[INFORMATION SUPPLIED — start]
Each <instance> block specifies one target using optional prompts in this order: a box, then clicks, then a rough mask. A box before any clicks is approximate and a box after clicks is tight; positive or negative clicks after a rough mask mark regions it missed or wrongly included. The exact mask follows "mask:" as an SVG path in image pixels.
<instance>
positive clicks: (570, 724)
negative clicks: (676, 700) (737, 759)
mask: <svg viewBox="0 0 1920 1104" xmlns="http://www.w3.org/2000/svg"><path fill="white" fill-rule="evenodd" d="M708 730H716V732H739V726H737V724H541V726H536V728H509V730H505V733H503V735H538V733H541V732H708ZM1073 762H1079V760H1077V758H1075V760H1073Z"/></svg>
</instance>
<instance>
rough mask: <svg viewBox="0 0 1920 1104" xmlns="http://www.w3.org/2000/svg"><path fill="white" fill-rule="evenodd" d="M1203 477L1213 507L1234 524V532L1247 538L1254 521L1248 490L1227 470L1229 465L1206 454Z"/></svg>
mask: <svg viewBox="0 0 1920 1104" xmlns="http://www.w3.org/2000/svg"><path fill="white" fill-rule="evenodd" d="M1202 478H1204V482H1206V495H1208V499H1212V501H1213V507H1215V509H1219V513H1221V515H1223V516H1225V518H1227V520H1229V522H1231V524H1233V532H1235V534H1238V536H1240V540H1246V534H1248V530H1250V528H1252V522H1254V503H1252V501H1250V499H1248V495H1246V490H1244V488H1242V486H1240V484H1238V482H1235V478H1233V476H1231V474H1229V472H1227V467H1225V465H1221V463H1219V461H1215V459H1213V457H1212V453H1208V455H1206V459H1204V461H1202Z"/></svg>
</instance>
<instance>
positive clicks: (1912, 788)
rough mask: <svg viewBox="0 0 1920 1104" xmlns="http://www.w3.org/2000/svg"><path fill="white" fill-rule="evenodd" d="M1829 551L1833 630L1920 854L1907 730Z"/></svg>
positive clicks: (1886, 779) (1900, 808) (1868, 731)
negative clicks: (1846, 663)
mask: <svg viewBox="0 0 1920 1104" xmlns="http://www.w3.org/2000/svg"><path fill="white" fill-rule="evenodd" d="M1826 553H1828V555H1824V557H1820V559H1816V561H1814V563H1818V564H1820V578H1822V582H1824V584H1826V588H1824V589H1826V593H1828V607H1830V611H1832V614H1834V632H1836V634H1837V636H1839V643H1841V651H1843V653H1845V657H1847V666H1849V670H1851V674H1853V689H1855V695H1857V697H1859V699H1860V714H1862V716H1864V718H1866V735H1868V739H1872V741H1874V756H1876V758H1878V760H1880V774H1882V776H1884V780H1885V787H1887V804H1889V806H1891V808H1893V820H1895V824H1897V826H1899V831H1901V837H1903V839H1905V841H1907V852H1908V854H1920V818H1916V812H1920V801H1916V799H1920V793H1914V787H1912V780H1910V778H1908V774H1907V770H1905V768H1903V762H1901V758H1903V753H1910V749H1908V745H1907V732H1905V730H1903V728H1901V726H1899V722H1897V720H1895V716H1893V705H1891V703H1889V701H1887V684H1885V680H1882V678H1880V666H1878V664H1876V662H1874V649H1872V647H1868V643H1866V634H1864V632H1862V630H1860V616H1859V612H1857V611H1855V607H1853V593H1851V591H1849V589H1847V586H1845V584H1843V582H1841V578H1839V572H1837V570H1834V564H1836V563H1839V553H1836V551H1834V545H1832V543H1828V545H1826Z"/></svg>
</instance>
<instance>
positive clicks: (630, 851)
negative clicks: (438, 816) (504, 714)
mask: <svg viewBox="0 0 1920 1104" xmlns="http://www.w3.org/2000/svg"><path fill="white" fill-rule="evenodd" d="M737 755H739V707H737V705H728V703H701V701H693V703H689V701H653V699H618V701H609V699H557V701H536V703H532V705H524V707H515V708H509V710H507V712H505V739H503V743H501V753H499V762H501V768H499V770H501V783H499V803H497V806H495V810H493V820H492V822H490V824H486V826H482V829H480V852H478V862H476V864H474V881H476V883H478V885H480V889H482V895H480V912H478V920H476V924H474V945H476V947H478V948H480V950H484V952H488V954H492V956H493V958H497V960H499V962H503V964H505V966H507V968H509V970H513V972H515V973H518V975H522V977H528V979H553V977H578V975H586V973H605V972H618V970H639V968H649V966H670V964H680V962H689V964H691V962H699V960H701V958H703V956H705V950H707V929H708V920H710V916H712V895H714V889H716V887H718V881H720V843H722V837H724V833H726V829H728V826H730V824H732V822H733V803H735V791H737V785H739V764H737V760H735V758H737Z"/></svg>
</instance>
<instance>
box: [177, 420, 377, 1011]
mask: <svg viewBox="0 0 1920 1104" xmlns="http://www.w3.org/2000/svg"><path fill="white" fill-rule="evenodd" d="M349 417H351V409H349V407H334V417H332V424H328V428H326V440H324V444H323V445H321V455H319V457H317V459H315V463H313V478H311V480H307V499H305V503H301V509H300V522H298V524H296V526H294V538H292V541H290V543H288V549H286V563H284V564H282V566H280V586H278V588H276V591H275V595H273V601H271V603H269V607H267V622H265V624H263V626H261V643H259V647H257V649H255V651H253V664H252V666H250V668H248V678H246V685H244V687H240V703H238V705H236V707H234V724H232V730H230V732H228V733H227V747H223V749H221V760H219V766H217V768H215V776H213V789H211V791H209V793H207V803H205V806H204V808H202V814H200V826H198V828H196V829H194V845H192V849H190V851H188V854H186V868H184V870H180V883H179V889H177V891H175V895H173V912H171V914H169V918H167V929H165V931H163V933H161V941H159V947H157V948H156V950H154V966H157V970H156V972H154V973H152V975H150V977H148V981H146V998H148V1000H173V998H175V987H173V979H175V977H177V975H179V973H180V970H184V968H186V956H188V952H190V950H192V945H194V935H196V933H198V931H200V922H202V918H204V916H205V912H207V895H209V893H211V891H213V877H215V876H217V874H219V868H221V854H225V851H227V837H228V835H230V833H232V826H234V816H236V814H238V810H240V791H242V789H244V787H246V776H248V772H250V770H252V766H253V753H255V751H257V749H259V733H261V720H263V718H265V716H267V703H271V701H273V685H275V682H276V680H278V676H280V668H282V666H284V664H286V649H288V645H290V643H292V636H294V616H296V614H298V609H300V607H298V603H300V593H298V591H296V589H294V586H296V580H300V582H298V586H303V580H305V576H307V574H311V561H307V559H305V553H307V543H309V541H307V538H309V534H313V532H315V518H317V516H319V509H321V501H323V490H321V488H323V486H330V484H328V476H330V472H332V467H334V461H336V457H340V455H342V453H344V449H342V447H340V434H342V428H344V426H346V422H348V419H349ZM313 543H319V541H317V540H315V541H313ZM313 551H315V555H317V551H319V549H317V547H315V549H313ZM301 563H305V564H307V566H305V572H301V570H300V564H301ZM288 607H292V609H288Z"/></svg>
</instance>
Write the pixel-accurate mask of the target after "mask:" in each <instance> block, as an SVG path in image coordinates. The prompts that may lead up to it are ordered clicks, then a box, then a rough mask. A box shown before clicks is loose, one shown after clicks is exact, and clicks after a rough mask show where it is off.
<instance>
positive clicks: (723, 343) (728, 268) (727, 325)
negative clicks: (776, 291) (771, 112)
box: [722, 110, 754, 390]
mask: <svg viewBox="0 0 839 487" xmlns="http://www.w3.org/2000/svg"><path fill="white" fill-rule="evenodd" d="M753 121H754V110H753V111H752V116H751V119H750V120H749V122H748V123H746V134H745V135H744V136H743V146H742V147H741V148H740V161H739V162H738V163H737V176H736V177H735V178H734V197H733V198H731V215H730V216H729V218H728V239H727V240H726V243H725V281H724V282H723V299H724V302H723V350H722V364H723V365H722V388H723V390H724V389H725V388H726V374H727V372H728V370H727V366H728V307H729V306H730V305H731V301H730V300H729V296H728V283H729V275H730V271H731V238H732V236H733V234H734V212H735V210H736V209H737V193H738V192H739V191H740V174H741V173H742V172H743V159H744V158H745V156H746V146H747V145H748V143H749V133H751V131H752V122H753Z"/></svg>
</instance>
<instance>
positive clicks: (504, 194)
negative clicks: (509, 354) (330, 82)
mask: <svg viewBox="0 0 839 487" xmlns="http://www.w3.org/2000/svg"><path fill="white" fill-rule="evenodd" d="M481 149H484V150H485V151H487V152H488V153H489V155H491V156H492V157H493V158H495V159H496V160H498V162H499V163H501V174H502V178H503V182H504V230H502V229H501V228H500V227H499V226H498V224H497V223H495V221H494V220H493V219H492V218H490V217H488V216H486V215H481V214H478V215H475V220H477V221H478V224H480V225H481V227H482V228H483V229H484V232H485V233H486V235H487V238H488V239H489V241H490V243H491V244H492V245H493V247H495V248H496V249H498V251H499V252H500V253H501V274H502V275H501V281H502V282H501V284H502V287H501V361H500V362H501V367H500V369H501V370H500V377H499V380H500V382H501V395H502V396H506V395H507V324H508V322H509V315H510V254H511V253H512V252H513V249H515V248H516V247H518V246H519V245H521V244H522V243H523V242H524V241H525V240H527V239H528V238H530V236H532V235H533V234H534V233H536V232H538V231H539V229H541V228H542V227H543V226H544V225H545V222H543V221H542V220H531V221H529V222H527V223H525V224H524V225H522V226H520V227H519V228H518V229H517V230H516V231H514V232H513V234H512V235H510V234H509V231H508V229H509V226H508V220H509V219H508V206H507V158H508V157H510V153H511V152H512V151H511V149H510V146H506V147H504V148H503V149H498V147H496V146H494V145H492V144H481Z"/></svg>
[INFORMATION SUPPLIED — finish]
** TASK OBJECTIVE **
From the entries, copy out each line containing the word "after".

** ANSWER TO THIS EXERCISE **
Each <instance> block specifies one target using optional prompts in this order: a box, then clicks, then a rough mask. A box before any clicks is approximate and a box after clicks is tight; positive or negative clicks after a rough mask mark regions it missed or wrongly included. The exact mask follows "mask:" as an SVG path in image pixels.
Write the pixel-accurate mask of the target after "mask:" in each <instance> block, as an SVG path in image coordinates. The prompts that may lead up to it are ordered clicks, then a box, then a rough mask. A box shown before clicks is loose, one shown after clicks is exact, and clicks after a rough mask show where it is off.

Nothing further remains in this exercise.